● Фрагмент страницы
Все соглашаются, что они настоящие непальцы и отказывают дамбе. Хищный злодей щурит свой орлиный взгляд.

Тем временем староста едет в деревню на автобусе вдоль скалы. Это тот самый хрестоматийный непальский автобусик, у которого колеса запрятаны так глубоко под кузовом, что удивительно, как он не валится на бок, просто стоя на месте.

А тут автобус едет по узкой колее вдоль обрыва. Навстречу ему выезжает вражеский грузовик и таранит старенький автобус. Автобус мультипликационно падает со скалы, смешно отскакивая от неё и бешено вращаясь. Передаваемый, видимо, по наследству старостат деревни мгновенно молодеет со ста двадцати до семидесяти лет.

Становится понятно, что происходит противостояние плотинщиков и, извините, натуралов. Ну, тех, кто за свободное течение реки. Плотинщики во главе с хищным непальцем решают, что кратчайший путь — перебить старост и, так сказать, обезглавить движение натуралов. А остальных они уже потом переманят дешёвым электричеством и коррумпированной полицией.

И тут приезжает Лиам.

Он встречается со своим гидом — непальской женщиной Дхани, они садятся в непальский автобусик и собираются ехать на гору Эверест. Вместе с ними в автобус набиваются остальные персонажи. В современных фильмах персонажей сразу берут побольше и стараются всегда носить их с собой в кадре.

Итак, помимо Лиама с Дхани, в автобусе едут профессор с дочкой, которая всегда сидит в телефоне и водитель автобуса Спайк в ковбойской шляпе на индийский лад. А ещё молодой сын нынешнего старосты по имени Виджай и двое злодеев — женщина и мужчина — которые за ним следят и собираются схватить, чтобы шантажировать старосту.

Автобус трогается. По злодеям сразу становится понятно, что практики слежки у них никакой. Они садятся по бокам от Виджая и смотрят на него, не отрываясь, глазами убийц. Потом злодей-женщина предлагает Виджаю закурить. А тот отказывается. Тогда она убирает сигареты, достает из сумки пистолет и бьёт Виджая пистолетом в лицо. Как будто ей неловко было просто бить его пистолетом и она искала предлог. И тут он такой: «Не курю!». Наглый малец, получай пистолетом. Злодеи захватывают автобус, тычут во всех оружием и приказывают водителю Спайку ехать не на Эверест, а в другую сторону.

Записи из коллекции
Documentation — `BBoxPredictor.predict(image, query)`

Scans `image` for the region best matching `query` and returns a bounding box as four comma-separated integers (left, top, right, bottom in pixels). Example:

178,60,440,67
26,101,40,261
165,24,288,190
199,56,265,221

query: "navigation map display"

● Список заданий
A. Ответьте на вопросы по пересказу фильма.
(i) На чём староста едет в деревню?
(ii) Как зовут гида Лиама?
(iii) Что злодей-женщина предлагает Виджаю в автобусе?
B. Напишите следующую часть пересказа фильма. Начните сразу после фразы о том, что злодеи приказывают Спайку ехать не на Эверест, а в другую сторону.

● Ответы на задания
A.
(i) На автобусе.
(ii) Дхани.
(iii) Закурить.

B.
Лиам решает действовать. Он незаметно открывает люк в полу автобуса, незаметно берет с полки ледоруб, просовывает ледоруб в люк и протыкает автобусное колесо, используя рукоять ледоруба вместо лезвия. Лезвием любой дурак может, ты попробуй как Лиам!

Автобус начинает раскачиваться, злодеи делают «Ах!» от неожиданности и Лиам с Дхани вступают с ними в бой. Они бьют их лыжами. И лыжными ботинками. И лыжными палками. И лыжным пистоле... а, нет, это обычный пистолет.

Автобус всё это время очень медленно несётся вниз по дороге, а водитель Спайк очень плохо им управляет. К моменту, когда злодеи повержены, автобус висит над пропастью и качается. Все выходят из автобуса и внутри остаётся только Лиам. Потому что урна с его братом в пылу драки выпала из сумки и теперь катается по полу автобуса, нарушая равновесие.

Лиам подталкивает брата к себе лыжной палкой и выбирается из автобуса. Автобус, в отличие от всех остальных фильмов, остается висеть. Он просто ждал, когда все выйдут, чтобы повисеть спокойно.

Тут же из-за поворота подъезжают коррумпированные полицейские. У них прям на лицах написана продажность. Они забирают с собой лежащих без чувств Виджая и женщину-злодея. Второго злодея не забирают, так как он лежит где-то по дороге, проткнутый лыжной палкой.

Все приезжают в ближайшую деревню. Герои сидят и отдыхают от погони, водитель Спайк с Лиамом ремонтируют вытащенный с по-над пропасти автобус, а коррумпированные полицейские в полицейском сарае пытают внука старосты натурально калёным железом. К ним ещё приезжает главный хищный непалец, чтобы помогать пытать.

Герои понимают, что что-то не так и идут в полицейский сарай узнать, как дела у Виджая, а он там шкворчит. Начинается перестрелка, профессора убивают, водителя Спайка ранят, остальные герои прыгают в автобус, Лиам садится за руль и начинает кругами ездить по деревне, сшибая всё, что не приколочено. За ним кругами ездят полицейские и хищный непалец.

Методом проб и таранов Лиам находит способ немного оторваться от погони и отрывается. Теперь героям надо понять, куда ехать. Либо встретиться со старостой, либо умчать в Китай и там схорониться. Решают ехать за старостой, потому что непальцы своих не бросают.

Но сначала надо выгрузить Спайка, а то старикан не хочет умирать в общественном транспорте. Спайка выносят и сажают у придорожного камня с автоматом, чтобы он прикрывал отход. Спайк вообще сейчас не похож на человека, способного прикрыть отход, поэтому его для верности прикрывают одеялом, вдруг поможет.

Герои едут дальше и приезжают к очень крутому обледенелому спуску, рядом с которым стоит большой стальной агрегат. Неужели это устьевой модуль из первой части фильма?! Нет, это лебёдка. Без лебёдки спускаться нельзя, потому что это верная смерть. Через двадцать метров спуска лебедка ломается и Лиам командует отцепить трос. «А как же верная смерть?» — спрашивают остальные. Но теперь Лиам говорит, что всё обойдётся. И они отцепляют трос.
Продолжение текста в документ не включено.